*THE TASK*:
Reproduce word for word the lines of the material below, starting at the line that contains "the white cloud" and stopping after the line that contains "Query: brown shed". Include both of those lines.

*PROVIDED MATERIAL*:
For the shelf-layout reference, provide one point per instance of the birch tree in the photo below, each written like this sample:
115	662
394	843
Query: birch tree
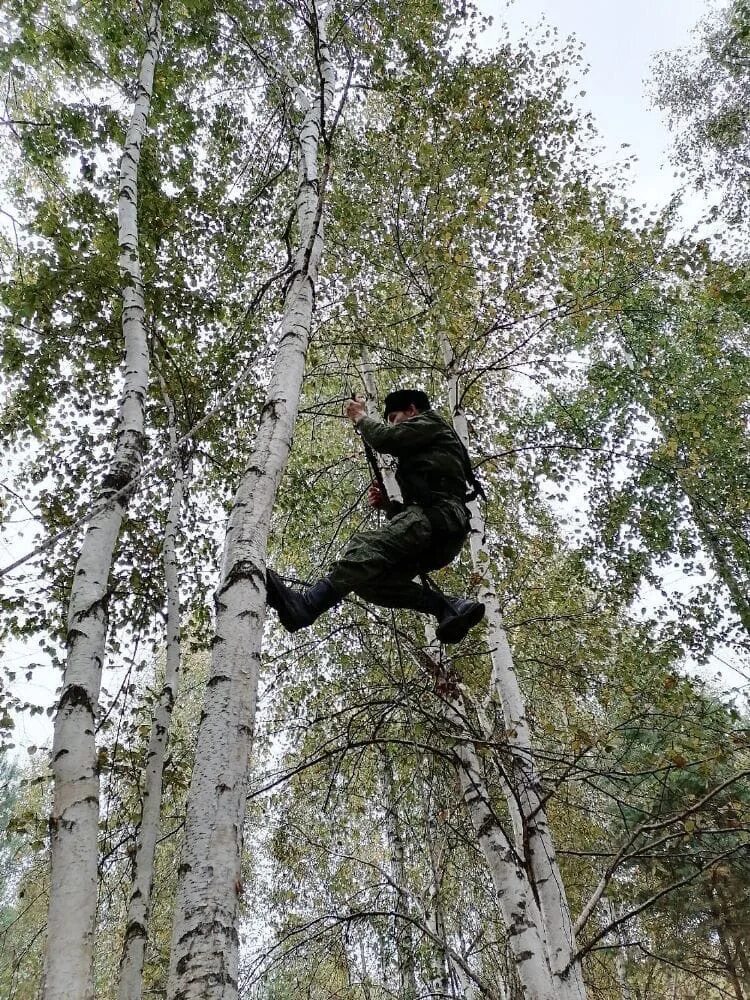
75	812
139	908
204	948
* * *
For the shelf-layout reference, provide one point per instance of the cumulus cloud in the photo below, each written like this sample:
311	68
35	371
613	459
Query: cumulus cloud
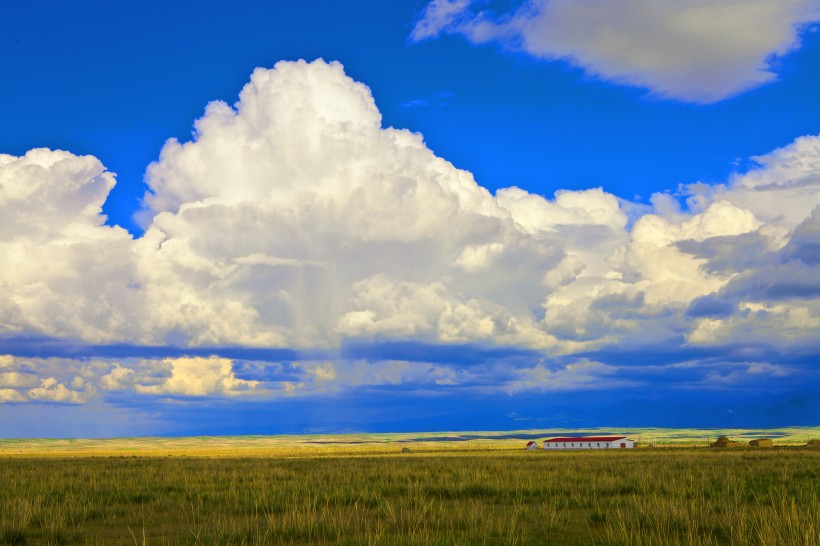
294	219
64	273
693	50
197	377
...
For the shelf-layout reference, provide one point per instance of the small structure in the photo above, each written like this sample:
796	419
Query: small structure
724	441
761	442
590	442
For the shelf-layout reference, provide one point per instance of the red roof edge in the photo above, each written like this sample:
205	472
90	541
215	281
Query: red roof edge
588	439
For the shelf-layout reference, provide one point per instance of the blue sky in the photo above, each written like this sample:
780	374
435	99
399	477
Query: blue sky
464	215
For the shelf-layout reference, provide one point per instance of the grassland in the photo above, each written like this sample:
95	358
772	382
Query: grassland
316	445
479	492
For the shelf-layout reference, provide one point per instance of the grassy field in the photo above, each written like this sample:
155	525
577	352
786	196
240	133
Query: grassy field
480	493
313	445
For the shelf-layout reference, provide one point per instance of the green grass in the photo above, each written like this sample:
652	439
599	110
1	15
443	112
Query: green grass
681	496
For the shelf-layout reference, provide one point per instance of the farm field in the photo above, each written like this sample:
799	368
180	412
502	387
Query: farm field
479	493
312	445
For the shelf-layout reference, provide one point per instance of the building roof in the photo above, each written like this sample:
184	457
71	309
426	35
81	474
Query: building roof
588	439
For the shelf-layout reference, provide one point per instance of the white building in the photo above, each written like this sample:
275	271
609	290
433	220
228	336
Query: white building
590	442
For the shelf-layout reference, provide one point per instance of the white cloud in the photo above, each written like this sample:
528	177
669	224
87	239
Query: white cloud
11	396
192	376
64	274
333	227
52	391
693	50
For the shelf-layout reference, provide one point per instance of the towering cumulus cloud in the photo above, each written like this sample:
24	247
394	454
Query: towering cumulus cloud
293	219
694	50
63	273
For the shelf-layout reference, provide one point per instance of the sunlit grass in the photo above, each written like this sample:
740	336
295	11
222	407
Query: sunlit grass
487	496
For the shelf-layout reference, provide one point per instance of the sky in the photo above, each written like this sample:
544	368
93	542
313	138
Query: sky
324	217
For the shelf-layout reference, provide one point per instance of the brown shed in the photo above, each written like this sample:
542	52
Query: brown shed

*REPLY TO THE TASK*:
For the shelf-layout reference, provide one point per instance of the white cloud in the photo above, each written like this sample:
528	177
669	224
87	239
Query: white cloud
11	396
192	376
64	274
333	227
52	391
693	50
For the shelf-layout reference, provide one point per instance of the towering cumulus cloud in the photo above, each written like this sample:
24	247
394	454
Query: towering cumulus cloud
293	219
694	50
63	273
For the shelf-layout reference, provide one point per instance of the sunlit grass in the photo above, each written like this sample:
740	336
295	11
222	407
Query: sunlit grass
487	496
For the shelf-layout reference, provide one point per instance of the sky in the photo above, each written like this sample:
544	368
93	542
313	138
Query: sky
324	217
For the shelf-layout reference, provide one point per instance of the brown shed in the photo above, each written like this sample:
542	52
Query: brown shed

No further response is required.